TASK OBJECTIVE: Please continue the report on Chancellor Sunak's spending and tax announcements from the point where it stops.

Sunak says providing a world class education is also crucial. That leads to higher productivity, and higher wages.
Skills spending over this parliament is increasing by £3.8bn, or 42%, he says.
But millions of adults have numeracy skills lower than those expected from a nine-year-old.
This costs people up to £1,600 a year.
He says a new scheme, Multiply, will address this, changing lives across the UK.
Samuel Tombs, chief UK economist at Pantheon Macroeconomics, suspects the chancellor is teeing up some pre-election sweeteners in the future….judging by today’s borrowing forecasts.
Sunak says the R&D tax relief rules will change.
The scope will be expanded to cover cloud computing and data.
But the current system subsisies R&D happening outside the UK. That is not fair, and inconsistent with what is happening in other countries.
From April 2023 the relief will have to subsidise investment at home, he says.
Sunak says a £1.4bn British investment fund is being set up to promote inward investment.
And a new scale-up visa will make it easier for firms to hire talented people from around the world.
By revising down its estimate of the long-term scarring caused by the pandemic, from 3% to 2% of GDP, the OBR are signalling that Covid-19 will cause less permanent damage to the economy.
That should give the chancellor more fiscal room for manoeuvre.
But, that’s still above the Bank of England’s recent estimate of 1%.

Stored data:
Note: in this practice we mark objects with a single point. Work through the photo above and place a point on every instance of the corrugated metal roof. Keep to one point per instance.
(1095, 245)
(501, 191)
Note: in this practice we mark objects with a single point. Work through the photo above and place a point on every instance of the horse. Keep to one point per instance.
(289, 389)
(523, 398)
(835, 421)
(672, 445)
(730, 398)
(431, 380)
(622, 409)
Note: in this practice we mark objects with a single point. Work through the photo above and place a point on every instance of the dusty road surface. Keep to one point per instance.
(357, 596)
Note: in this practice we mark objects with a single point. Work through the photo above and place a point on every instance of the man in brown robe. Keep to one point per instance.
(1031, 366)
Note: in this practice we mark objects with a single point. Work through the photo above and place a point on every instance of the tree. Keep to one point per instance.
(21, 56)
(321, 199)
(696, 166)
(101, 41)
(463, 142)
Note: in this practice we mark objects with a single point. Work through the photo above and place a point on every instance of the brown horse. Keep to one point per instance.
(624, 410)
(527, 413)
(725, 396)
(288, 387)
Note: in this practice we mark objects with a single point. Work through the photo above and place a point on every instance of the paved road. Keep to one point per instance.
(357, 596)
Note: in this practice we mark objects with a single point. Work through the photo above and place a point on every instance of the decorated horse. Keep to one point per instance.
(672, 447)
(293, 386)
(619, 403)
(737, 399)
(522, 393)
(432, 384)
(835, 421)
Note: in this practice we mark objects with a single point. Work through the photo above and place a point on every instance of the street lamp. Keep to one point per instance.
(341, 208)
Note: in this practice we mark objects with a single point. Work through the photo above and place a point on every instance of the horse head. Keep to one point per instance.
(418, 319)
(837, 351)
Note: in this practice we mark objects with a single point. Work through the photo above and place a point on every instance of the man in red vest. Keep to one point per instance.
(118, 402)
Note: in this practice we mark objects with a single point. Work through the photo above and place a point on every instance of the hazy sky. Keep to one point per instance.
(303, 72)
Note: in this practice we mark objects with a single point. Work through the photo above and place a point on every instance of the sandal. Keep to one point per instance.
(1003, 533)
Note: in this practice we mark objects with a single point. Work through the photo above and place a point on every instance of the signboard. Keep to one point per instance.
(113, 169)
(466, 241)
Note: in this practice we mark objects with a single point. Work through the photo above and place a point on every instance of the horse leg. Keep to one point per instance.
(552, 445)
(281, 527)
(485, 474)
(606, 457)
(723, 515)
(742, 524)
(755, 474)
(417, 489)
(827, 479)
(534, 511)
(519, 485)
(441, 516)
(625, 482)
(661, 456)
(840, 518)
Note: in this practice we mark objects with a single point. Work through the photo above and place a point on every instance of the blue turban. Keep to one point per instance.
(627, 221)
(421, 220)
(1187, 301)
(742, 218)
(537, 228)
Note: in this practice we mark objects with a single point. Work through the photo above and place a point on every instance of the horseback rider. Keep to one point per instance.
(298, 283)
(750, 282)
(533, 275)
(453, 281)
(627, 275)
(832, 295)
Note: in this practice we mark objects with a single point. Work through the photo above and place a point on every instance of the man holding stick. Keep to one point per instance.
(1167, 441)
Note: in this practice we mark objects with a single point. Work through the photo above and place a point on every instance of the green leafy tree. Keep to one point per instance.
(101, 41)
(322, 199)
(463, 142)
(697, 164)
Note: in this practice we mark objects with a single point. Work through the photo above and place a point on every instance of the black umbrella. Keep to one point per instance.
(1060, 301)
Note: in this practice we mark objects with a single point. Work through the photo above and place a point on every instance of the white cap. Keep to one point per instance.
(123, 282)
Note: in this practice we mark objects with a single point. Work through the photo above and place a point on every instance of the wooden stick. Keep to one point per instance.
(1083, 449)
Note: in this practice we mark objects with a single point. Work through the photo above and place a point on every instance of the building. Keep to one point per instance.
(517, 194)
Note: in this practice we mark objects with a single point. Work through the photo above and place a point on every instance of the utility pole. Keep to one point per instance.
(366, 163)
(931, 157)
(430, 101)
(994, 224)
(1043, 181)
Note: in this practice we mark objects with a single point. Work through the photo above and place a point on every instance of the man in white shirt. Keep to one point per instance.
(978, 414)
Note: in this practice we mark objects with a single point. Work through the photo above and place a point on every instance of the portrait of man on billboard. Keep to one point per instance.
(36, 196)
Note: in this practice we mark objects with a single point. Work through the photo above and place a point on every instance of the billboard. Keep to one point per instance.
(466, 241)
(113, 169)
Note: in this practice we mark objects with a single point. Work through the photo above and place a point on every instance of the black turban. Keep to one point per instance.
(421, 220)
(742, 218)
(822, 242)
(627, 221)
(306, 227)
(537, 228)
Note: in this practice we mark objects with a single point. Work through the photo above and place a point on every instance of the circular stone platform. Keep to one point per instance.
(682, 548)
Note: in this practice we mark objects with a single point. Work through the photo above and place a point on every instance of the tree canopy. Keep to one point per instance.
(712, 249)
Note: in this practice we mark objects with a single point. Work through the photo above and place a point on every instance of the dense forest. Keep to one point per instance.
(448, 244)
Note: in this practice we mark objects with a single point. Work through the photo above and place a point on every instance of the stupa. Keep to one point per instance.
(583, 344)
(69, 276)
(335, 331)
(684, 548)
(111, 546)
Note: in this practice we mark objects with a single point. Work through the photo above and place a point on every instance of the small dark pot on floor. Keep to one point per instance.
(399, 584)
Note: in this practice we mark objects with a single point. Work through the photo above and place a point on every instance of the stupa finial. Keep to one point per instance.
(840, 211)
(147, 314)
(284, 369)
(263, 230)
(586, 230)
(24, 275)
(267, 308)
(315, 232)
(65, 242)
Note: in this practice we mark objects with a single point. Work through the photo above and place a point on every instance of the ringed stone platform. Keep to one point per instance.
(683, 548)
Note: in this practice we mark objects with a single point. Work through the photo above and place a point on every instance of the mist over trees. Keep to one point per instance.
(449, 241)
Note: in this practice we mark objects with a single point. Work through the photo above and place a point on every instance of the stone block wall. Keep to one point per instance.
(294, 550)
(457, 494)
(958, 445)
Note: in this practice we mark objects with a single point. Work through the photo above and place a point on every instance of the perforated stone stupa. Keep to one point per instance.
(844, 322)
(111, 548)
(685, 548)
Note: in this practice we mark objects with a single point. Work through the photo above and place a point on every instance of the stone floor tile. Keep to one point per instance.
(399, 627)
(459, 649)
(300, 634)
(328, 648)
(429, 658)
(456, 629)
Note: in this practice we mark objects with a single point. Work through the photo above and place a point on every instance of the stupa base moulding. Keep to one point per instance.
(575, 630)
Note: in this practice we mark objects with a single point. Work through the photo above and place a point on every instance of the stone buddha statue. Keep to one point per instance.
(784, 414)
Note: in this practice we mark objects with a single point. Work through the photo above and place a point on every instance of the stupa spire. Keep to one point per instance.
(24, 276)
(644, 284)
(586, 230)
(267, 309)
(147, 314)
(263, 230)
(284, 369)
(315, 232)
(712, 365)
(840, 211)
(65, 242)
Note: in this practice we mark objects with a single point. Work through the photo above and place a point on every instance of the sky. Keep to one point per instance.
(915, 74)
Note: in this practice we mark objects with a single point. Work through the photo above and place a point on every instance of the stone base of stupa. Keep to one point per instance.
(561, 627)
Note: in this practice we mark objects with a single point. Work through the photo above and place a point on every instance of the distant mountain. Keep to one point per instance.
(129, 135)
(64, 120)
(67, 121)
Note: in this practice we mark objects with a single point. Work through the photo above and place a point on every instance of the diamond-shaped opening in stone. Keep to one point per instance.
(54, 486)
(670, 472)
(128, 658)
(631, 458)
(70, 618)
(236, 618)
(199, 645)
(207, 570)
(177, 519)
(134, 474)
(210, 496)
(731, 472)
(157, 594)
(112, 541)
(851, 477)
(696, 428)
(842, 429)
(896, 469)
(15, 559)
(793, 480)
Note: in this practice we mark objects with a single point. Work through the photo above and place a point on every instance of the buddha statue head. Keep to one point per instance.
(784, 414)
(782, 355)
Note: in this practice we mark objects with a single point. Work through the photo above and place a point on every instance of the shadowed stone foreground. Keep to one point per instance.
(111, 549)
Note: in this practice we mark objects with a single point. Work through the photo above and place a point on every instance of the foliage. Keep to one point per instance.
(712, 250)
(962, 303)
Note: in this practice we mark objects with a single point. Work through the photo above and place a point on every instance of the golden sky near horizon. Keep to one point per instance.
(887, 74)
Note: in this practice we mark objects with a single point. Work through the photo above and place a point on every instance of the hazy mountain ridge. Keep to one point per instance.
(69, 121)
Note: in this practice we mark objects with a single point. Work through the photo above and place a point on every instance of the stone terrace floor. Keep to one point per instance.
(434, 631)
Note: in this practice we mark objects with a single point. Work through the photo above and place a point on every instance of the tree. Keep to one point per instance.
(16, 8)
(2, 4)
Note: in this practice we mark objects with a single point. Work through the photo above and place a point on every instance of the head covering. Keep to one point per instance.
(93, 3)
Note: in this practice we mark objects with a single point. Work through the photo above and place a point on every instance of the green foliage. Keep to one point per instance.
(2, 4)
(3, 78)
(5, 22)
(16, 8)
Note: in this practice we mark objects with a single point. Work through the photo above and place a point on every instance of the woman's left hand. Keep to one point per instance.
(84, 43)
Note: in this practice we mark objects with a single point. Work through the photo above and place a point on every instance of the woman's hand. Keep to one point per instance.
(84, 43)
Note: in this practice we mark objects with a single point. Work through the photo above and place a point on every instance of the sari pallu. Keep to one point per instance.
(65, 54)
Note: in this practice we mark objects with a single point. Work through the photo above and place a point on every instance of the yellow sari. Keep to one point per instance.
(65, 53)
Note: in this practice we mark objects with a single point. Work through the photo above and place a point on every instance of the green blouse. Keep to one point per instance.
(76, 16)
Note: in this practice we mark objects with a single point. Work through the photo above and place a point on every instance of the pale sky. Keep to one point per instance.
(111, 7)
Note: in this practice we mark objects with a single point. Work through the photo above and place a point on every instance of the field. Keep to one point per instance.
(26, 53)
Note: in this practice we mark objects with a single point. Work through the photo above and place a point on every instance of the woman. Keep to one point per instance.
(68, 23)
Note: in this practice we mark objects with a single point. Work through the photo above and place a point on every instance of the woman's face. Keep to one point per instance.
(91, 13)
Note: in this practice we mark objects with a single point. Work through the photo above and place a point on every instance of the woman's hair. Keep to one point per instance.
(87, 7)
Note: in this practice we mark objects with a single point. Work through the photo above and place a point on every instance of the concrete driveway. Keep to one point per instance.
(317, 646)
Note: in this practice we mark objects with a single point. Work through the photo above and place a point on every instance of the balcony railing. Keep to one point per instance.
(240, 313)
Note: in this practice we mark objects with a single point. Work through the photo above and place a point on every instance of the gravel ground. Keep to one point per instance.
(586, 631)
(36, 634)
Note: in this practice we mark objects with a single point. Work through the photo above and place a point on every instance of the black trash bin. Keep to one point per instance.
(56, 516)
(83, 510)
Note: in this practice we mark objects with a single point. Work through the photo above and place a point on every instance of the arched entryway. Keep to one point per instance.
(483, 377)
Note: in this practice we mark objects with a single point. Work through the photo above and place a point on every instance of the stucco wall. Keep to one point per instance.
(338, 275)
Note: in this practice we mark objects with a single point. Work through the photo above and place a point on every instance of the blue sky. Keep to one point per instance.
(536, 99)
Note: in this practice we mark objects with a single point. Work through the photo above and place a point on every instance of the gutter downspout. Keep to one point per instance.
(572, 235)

RESPONSE TO THIS TASK:
It should still mean higher tax revenues and lower borrowing requirements, as shown by the new estimates for public sector net borrowing as a share of the economy:
- 2021–22: 7.9% of GDP, down from 10.3% of GDP in March’s Economic and fiscal outlook
- 2022-23: 3.3% of GDP, down from 4.5% of GDP in March
- 2023-24: 2.4% of GDP, down from 3.5% of GDP in March
- 2024-25: 1.7% of GDP. compared with 2.9% of GDP in March
- 2025-26: 1.7% of GDP, compared with 2.8% of GDP in March
- 2026-27: 1.5% of GDP
Sunak says the government will invest more in innovation.
The UK has four of the world’s top 20 universities, he says.
By the end of this parliament spending on R&D will be £20bn a year. That is a 50% increase. And it is in addition to the R&D tax relief, he says.
That will take R&D spending to 1.1% of GDP, he says. The OECD average is just 0.7%, he says. For Germany the figure is 0.9%, for France 1%, and for the US 0.7%
Sunak says, if the government wants growth, it must tackle the country’s uneven economic geography.
There is a choice – retrench or invest. This government will invest, he says.
He says infrastracture drives productivity and levels up.
He summarises the transport spending announcements that were briefed at the weekend.
Sunak says what matters is not what is spent, but what is delivered.
Sunak says the devolved governments are also getting record settlements.
Sunak says museums and cultural attracting are getting £800m.
And the tax relief for museums and galleries, that was due to end in March next year, will be extended for another two years, he says.
Sunak is now running through a list of places that will benefit from the levelling up fund. The first round of successful bids to the fund, worth £1.7bn, are being announced today, he says.